# [任務清單]
(a) 在關於畫家趙剛的報導中,那幅「民國知識分子群像」最終取了什麼名字?
(b) 請接續關於畫家趙剛展覽的報導,從最後一句之後寫下去。

洪鵠 劉璐


趙剛畫家。1961年出生于北京,是1979年“星星美展”最年輕的成員之一。上世紀80年代,輾轉荷蘭、美國接受藝術教育,并在紐約定居十多年后,直到2007年才重新回到北京。曾從業于華爾街后又重新繪畫。作品曾參與紐約表演藝術雙年展、廣州三年展、橫濱三年展,近期作品“趙剛:通往奴役之路”在在北京展出。
趙剛開一輛耀眼的米黃色保時捷卡雷拉,一年前,這輛車曾經突兀而長時間地出現在從陜西到湖南,以及長江三角洲內部縱橫的鄉村公路上。53歲的趙剛當時正在畫一組油畫,其中包括一幅含有吳宓、馬寅初、胡思杜、葉企孫等人在內的“民國知識分子群像”,其他一些風景畫則取材于這些人的故鄉場景。趙剛說這場創作起念于他在朋友圈看到人們紛紛分享的一篇文章:數10位民國精英的人生坎坷以及最后的凋敝命運。
很難說哪個聽起來更奇怪一點—是駕駛豪車在八十年來景致未變的中國農村收集素材,還是微信文摘已成為當代藝術最新的創作動機?無論如何,這大大小小幾十幅作品最后被畫家含混地命名為“趙剛:通往奴役之路”,現在正在北京最好的藝術空間之一尤倫斯里展出著。
展覽的名字顯而易見地取自哈耶克反對中央集權的著名論述。那幅“民國知識分子群像”最終被趙剛處理成了一幅6米x4米的巨大畫幅,褐黃色的、被模糊掉了的大師面孔僵矗在凝固的藍天下,取名為《雜種布魯斯》—布魯斯是趙剛喜歡的音樂形式。而在表現知識分子們成長氛圍的小幅布面油畫《教室》、《精英之家》等中,帶著說教意味的紅與黑成了核心色調。

# [資料條目]
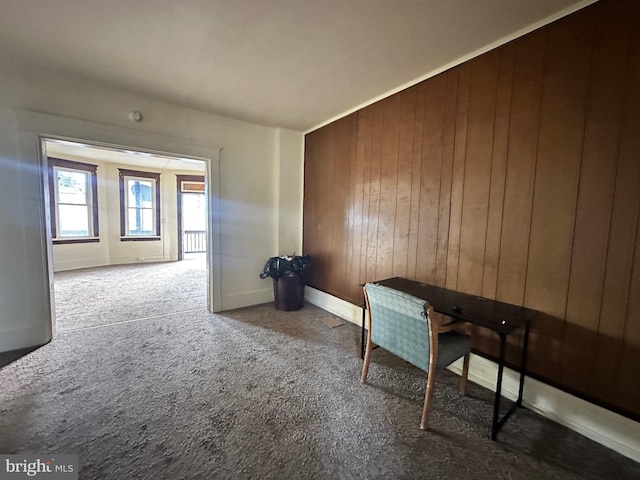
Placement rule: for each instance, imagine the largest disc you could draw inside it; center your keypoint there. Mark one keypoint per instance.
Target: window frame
(123, 175)
(94, 225)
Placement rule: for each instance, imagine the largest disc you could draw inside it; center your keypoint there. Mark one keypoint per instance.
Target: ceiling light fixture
(135, 116)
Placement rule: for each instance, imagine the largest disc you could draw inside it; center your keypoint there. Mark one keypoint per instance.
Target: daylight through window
(139, 204)
(74, 201)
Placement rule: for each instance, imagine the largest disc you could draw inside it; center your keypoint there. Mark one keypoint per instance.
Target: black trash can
(288, 291)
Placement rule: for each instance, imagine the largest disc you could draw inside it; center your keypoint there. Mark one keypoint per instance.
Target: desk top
(500, 317)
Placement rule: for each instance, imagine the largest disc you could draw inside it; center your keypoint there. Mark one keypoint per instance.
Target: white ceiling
(290, 63)
(81, 151)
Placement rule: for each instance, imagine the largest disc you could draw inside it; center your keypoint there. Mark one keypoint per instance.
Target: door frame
(179, 180)
(34, 127)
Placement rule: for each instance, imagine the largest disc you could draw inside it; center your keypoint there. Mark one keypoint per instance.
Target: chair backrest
(399, 323)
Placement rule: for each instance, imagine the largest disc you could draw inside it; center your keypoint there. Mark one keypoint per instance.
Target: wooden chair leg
(465, 374)
(431, 381)
(367, 359)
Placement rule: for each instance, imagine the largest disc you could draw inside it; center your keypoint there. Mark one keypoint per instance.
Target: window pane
(194, 213)
(140, 222)
(139, 193)
(73, 221)
(72, 187)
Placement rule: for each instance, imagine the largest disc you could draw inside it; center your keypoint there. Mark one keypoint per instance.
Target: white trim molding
(614, 431)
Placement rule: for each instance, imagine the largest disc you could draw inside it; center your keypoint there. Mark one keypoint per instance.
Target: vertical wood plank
(374, 189)
(408, 109)
(446, 174)
(434, 102)
(558, 166)
(477, 173)
(388, 187)
(521, 162)
(498, 170)
(416, 181)
(457, 176)
(596, 190)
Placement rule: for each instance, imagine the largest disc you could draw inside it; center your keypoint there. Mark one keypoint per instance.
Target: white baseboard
(246, 299)
(63, 266)
(599, 424)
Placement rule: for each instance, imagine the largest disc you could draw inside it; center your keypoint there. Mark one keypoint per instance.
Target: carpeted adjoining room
(180, 393)
(481, 157)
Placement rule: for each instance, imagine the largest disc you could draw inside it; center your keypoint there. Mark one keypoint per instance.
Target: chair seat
(402, 324)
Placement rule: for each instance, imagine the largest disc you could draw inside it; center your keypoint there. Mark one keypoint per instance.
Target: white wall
(249, 215)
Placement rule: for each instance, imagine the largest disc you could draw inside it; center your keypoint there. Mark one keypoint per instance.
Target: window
(74, 201)
(139, 205)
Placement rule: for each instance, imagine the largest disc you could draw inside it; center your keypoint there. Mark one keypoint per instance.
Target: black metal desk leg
(495, 426)
(523, 365)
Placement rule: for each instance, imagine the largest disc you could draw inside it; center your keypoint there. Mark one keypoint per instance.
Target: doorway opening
(118, 234)
(192, 216)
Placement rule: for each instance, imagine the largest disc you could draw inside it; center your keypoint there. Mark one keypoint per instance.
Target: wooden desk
(502, 318)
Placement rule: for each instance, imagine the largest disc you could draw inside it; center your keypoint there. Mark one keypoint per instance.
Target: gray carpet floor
(146, 384)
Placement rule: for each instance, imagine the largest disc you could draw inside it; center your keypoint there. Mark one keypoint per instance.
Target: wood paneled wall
(515, 176)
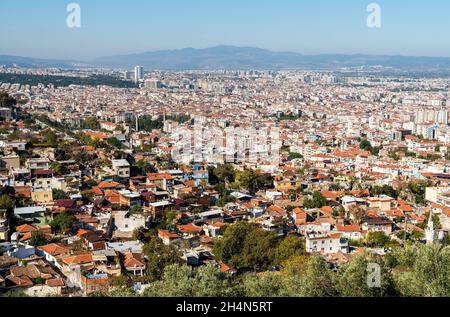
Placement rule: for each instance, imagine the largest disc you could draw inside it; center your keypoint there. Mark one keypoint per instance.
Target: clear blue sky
(37, 28)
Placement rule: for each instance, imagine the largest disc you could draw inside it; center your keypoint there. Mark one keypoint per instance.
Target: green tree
(288, 248)
(158, 257)
(316, 201)
(229, 248)
(353, 277)
(114, 142)
(6, 205)
(423, 271)
(91, 123)
(262, 285)
(258, 250)
(6, 101)
(318, 279)
(62, 222)
(183, 281)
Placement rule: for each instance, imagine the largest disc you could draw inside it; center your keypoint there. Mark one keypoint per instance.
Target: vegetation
(248, 247)
(316, 201)
(37, 239)
(159, 256)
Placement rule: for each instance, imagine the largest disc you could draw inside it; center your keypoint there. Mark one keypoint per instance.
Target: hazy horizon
(38, 28)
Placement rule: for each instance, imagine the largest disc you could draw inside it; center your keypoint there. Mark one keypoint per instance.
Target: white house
(326, 243)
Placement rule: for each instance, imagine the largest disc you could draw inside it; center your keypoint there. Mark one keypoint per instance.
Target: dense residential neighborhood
(226, 184)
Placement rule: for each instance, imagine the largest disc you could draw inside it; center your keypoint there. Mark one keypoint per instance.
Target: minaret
(430, 233)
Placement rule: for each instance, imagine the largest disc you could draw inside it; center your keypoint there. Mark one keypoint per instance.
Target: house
(4, 229)
(53, 253)
(352, 232)
(168, 237)
(94, 281)
(213, 229)
(384, 203)
(42, 195)
(125, 246)
(107, 261)
(378, 224)
(164, 181)
(38, 164)
(129, 199)
(157, 209)
(125, 223)
(121, 168)
(326, 243)
(31, 215)
(189, 230)
(134, 263)
(37, 280)
(299, 216)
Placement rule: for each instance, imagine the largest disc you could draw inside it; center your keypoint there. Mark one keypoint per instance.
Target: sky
(37, 28)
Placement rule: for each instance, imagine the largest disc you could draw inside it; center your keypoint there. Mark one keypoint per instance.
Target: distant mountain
(28, 62)
(231, 57)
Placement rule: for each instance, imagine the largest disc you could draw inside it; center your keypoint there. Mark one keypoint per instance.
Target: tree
(258, 250)
(50, 138)
(114, 142)
(183, 281)
(418, 190)
(262, 285)
(6, 205)
(159, 256)
(318, 279)
(6, 101)
(6, 202)
(37, 239)
(223, 174)
(62, 222)
(91, 123)
(423, 271)
(229, 248)
(316, 201)
(352, 279)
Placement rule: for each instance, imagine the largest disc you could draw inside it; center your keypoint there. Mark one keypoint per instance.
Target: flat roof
(28, 210)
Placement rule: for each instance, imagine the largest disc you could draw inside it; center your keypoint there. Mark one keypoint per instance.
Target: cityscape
(225, 172)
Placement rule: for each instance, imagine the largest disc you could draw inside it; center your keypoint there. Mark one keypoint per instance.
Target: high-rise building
(153, 84)
(138, 73)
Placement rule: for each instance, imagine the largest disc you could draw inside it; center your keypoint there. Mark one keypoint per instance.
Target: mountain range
(232, 57)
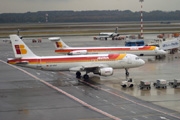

# [答案如下]
(a) 《雜種布魯斯》。

(b)
趙剛的自畫像也出沒在這場展覽里,它們時而變成和民國大師混為一談的臉色,時而以某種弗蘭西斯·培根信徒的方式出現。
“這些作品打破了肖像和風景畫的持久對立。”田霏宇,尤倫斯館長,也是趙剛這次展覽的策展人說,他是一個講一口流利中文的意裔美國人。這一系列精心組合的畫作,在田看來,以一種昔日主人絕不會贊成的個人視角有力度地呈現著他們頑固的家園和土地。趙剛堅決地把這些知識分子視為愚蠢的英雄主義,《雜種布魯斯》更早的時候被命名為《混蛋布魯斯》,最終因過于挑釁而作罷。
然而,“趙剛的故事正是本次展覽里出現的知識分子和藝術家的當代版本。”田霏宇確信。那些五四之后、最早于海外求學的出色頭腦們,聽從了祖國的召喚、返鄉建設國家,最后無不尷尬度日。是通過畫他們,“在他們的幫助下,趙剛才得以走出不太可能自己應對的困境。”
熟悉以及不那么喜歡趙剛的人會稱他為剛斯塔·趙(Gangsta Zhao):一個匪徒,一個冒犯者。2007年,田霏宇為剛剛從紐約回國的趙剛的畫冊寫了一篇文章,“這件事讓很多同行里的熟人不舒服”。在北京,寫評論就是去贊賞,一個人的社會關系時時被監視和衡量著,而趙剛顯然不是一個被到處喜歡的人。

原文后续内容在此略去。